▶ [List of tasks]
1. Can you reproduce the MST3K fanfic between "CROW: Did you" and "have been transpunctualled.", inclusive, substituting "Latin" for "Greek"?
2. Could you resume the MST3K fanfic about the Usenet rant right after its final line?

··· Extracted text

MiSTed: JSH: War of attrition (Part 2 of 3)


Thanks for joining me for the second part of JSH: War of Attrition, a Mystery Science Theater 3000 fanfic based on James S Harris’s long-forgotten rant on Usenet group sci.math.

The riff about “Frishtory” references a recurring minor villain on Dave The Barbarian, a fun mid-2000s cartoon that like four people remember even counting people who were on its production staff. And I think that’s all that’s particularly baffling in this set of riffs. Other than that nobody remembers Dave The Barbarian.


>
> When I feel a bit down

MIKE: The clerk tells me to stop fondling pillows.

> –like if insulting posters start getting to me–

CROW: Sneaking in under the door while I whap with my flyswatter …

> I can do things like do Google searches on my open source project
> "Class Viewer" which took the number one spot for that search string,
> years ago.

TOM: After the original first-place holder was disqualified for steroid use.

>
> It is all over the world.

CROW: Did you see it waving at you?

> I especially feel honored looking at the
> Chinese page,

MIKE: Which was all Greek to me.

> where words I typed years ago to describe my project
> have been translated.

CROW: If I had typed the words on time they would have been transpunctualled.

>
> That is an odd feeling.

TOM: Like when you think your socks are inside-out.

> And that is just one thing.

MIKE: I have many odd feelings and look forward to sharing every one of them.

>
> Just a few days ago I started talking about a "managed copy" idea of
> mine

CROW: Copies include a full Dilbert’s boss.

> and just typing up a post on my blog I found myself talking about
> it as digital media equipment self-encryption and of course went to
> the initials to designate it DMESE.

MIKE: [ Starting dramatically ] DUN DUN … d … huh?

TOM: He’s … made an acronym? Who cares?

MIKE: Maybe he’s bragging he’s had the idea of initials?

CROW: Or he’s found a flaw in our whole system of letters?

TOM: [ Narrating ] With my new *letters*, words and even *acronyms* can be created even by the likes of foolish unworthy peasants such as *yourself*!

>
> That is just one more thing.

CROW: Funny feelings *and* he has a blog — can nothing stop this man?

>
> Archimedes said that with a level long enough and a place to stand he
> could move the world

MIKE: Sheesh, my dad can barely use the level and a place to stand
to hang pictures straight.

> because he could conceive of greatness on a scale
> that most people cannot.

TOM: Ah, but could he imagine greatness with *letters*?

MIKE: It’s got to be more than making an acronym.

>
> I can move the world.
>
> Not one of you can say the same.

CROW: Not without my *letters*!

······
··· Entries shown

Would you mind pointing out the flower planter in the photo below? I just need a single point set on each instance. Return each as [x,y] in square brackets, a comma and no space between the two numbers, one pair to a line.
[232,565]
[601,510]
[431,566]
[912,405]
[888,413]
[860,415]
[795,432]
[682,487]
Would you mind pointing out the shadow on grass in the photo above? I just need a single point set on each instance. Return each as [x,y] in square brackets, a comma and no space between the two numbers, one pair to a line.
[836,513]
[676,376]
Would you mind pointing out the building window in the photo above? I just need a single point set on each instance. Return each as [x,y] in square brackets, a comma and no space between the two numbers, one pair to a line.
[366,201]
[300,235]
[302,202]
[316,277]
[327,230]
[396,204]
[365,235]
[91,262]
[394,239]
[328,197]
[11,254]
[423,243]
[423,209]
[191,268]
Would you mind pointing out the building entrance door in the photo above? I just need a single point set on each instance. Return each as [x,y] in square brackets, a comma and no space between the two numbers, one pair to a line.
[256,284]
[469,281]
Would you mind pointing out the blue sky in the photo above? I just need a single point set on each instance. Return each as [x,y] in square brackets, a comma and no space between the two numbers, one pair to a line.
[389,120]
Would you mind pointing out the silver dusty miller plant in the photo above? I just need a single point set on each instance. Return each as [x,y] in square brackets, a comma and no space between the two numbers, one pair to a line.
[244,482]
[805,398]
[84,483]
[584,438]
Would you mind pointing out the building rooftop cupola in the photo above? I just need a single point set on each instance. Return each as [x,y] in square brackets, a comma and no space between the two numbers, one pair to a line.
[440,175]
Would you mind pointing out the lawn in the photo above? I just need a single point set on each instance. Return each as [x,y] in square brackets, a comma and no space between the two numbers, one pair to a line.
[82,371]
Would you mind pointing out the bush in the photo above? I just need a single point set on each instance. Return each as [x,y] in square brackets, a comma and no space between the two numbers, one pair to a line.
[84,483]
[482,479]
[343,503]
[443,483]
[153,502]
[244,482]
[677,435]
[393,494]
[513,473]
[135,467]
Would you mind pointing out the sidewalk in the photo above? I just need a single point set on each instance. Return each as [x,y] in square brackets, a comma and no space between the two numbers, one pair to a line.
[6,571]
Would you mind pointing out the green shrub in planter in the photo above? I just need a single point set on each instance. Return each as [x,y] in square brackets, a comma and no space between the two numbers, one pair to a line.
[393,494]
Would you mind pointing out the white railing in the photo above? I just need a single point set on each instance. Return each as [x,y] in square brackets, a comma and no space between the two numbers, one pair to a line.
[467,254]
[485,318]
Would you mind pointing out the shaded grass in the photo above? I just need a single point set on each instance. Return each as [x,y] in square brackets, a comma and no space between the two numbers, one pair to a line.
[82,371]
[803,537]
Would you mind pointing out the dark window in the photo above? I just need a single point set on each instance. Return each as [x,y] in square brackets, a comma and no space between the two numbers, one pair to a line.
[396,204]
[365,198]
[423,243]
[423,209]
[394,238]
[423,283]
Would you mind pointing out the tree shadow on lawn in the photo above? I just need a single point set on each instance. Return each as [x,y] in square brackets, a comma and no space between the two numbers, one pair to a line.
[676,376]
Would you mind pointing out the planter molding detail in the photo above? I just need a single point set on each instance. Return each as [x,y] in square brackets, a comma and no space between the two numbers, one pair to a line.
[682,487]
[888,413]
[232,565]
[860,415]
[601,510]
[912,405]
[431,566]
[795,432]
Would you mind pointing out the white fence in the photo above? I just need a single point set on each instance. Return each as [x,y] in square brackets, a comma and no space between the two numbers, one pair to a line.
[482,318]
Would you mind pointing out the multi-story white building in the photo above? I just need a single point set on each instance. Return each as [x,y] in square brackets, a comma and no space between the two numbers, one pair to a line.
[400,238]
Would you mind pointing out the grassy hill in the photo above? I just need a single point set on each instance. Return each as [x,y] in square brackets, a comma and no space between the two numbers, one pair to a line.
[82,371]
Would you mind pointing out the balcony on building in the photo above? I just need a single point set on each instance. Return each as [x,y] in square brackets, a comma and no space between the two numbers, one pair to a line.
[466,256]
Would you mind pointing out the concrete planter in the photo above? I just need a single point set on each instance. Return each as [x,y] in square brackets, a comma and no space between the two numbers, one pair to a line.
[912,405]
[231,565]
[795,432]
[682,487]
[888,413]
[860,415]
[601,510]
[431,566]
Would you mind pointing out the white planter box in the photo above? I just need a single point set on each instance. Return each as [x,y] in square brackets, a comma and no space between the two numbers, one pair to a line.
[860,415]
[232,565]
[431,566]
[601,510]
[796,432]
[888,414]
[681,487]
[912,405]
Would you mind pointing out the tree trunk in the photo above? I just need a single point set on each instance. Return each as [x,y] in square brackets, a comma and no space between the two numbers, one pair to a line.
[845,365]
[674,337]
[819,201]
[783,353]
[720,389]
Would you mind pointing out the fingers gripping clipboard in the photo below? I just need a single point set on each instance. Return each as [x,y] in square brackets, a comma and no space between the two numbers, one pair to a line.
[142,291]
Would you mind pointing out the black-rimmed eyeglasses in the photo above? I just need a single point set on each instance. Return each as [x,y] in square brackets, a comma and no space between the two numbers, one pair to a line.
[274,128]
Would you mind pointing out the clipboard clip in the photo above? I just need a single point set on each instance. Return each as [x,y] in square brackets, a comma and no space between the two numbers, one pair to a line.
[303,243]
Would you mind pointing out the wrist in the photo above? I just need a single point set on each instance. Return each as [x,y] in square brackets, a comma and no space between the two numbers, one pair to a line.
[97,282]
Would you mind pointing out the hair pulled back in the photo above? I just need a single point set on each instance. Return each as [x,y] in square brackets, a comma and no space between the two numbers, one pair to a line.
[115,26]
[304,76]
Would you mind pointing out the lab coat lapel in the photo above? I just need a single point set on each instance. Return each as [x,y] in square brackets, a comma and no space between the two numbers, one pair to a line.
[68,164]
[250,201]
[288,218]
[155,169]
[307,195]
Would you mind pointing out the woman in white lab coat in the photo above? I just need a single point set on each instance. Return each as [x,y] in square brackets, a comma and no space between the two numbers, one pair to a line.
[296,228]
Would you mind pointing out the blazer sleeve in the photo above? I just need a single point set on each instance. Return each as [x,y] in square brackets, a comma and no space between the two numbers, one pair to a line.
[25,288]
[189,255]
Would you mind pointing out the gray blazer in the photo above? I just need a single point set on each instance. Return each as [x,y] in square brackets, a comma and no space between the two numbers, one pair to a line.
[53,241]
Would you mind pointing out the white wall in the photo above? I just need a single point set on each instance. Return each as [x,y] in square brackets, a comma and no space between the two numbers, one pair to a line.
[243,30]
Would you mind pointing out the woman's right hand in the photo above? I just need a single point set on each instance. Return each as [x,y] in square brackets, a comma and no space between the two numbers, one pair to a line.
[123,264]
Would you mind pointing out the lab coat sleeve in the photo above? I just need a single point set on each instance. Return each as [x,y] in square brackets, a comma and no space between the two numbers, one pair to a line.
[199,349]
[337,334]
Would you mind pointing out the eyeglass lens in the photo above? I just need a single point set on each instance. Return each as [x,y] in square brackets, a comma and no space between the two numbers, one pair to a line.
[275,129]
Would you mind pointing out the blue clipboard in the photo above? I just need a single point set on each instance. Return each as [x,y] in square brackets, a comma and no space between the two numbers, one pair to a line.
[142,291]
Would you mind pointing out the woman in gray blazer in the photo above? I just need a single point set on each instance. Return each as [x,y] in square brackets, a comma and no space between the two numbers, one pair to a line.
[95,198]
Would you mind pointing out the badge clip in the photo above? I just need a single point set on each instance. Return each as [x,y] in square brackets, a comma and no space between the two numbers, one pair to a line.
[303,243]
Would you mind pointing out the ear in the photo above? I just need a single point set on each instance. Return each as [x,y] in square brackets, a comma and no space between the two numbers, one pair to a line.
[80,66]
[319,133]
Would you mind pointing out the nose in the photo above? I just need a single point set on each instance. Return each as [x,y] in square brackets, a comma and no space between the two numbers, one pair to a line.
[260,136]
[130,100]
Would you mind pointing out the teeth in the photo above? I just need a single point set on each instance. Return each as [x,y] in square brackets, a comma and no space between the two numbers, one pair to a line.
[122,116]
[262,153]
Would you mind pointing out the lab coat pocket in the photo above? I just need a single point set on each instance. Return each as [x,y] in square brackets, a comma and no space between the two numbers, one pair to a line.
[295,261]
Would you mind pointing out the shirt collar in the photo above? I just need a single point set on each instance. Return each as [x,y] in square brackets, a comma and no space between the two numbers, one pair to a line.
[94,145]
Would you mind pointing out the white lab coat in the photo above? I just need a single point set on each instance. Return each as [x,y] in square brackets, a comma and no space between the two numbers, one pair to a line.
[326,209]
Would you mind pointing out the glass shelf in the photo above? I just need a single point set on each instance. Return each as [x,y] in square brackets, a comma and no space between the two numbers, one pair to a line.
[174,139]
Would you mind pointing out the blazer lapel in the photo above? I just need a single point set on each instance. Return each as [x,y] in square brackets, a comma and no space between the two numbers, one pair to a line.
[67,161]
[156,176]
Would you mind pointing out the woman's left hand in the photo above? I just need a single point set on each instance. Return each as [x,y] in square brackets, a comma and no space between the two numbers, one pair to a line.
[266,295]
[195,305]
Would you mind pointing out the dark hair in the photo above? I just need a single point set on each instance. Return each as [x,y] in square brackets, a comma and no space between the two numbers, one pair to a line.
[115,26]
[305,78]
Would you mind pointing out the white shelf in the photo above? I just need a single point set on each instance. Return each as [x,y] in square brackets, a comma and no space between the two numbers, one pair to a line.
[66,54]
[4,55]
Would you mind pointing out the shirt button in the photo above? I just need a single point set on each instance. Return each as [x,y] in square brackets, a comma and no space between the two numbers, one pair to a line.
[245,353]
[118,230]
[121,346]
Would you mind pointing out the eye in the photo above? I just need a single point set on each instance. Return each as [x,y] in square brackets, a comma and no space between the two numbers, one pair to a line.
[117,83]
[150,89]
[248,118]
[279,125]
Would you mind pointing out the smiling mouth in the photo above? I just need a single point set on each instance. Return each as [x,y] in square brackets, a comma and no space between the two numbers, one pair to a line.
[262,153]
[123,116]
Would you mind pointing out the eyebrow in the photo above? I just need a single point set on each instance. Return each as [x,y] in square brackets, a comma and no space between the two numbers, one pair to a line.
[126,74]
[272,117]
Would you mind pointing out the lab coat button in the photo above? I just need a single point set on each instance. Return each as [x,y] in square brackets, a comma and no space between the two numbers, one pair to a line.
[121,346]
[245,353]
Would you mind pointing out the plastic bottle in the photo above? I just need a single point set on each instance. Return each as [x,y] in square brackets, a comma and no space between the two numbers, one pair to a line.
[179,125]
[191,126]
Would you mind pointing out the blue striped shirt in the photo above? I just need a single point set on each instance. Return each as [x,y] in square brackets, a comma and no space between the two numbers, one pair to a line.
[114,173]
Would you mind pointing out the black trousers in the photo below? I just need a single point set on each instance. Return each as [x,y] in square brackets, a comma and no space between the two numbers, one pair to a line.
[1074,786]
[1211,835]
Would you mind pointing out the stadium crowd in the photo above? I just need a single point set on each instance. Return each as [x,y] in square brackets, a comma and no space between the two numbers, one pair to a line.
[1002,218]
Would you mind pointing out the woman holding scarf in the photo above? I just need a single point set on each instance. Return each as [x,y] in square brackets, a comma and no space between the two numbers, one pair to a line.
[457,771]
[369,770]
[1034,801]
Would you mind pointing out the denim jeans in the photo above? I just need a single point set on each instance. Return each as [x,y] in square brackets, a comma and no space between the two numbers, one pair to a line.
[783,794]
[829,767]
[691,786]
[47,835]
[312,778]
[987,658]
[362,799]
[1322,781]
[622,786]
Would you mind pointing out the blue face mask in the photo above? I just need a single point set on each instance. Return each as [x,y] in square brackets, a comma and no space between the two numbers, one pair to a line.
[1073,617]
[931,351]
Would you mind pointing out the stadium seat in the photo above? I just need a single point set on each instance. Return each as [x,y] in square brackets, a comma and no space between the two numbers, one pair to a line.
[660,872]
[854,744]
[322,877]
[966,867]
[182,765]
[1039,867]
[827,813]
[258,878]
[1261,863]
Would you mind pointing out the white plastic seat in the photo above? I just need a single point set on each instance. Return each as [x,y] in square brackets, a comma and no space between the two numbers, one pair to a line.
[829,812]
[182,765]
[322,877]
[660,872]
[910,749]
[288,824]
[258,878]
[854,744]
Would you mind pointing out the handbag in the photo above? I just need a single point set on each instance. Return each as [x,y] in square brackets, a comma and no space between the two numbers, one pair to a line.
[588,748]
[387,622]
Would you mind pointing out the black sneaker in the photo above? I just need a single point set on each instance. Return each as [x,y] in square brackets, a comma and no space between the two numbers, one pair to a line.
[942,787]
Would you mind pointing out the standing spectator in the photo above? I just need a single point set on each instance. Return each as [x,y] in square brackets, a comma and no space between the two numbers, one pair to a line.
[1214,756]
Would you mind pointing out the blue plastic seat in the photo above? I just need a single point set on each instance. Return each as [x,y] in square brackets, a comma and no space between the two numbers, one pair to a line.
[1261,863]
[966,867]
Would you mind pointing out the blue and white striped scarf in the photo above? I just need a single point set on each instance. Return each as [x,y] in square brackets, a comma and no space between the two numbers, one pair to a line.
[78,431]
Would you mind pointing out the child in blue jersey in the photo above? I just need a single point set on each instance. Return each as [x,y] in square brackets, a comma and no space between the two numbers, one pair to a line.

······

▶ [Written responses]
1.
CROW: Did you see it waving at you?

> I especially feel honored looking at the
> Chinese page,

MIKE: Which was all Latin to me.

> where words I typed years ago to describe my project
> have been translated.

CROW: If I had typed the words on time they would have been transpunctualled.

2.
TOM: Guy puts initials together, wants world to know. We can play
that game, I guess.

>
> My posts get translated to languages across the planet. I watch ideas
> of mine travel around the world.

MIKE: I see whole civilizations transmitting my messages back in time
to change the course of history!

TOM: Frishtory!

>
> Yet I am still stopped by academics who are dead-set on fighting the
> Math Wars to the bitter end, and mostly they just wait.

CROW: Plus his freshman Calc TA has lousy office hours.

>
> Yes, Princeton academics can stop me today.

MIKE: Yes, they can wrap me head to toe in duct tape and leave me
in the back room. I’ll bring the tape.

> Yes, Harvard academics
> can hold the line today.

TOM: I won’t need the line until the weekend anyway.

>
> But they burn everything their universities have built up over the
> years in the process and I let them.

CROW: To be honest, I’m not sure why I did that. I hope I left myself a note about it.

MIKE: A note made almost entirely of *letters*!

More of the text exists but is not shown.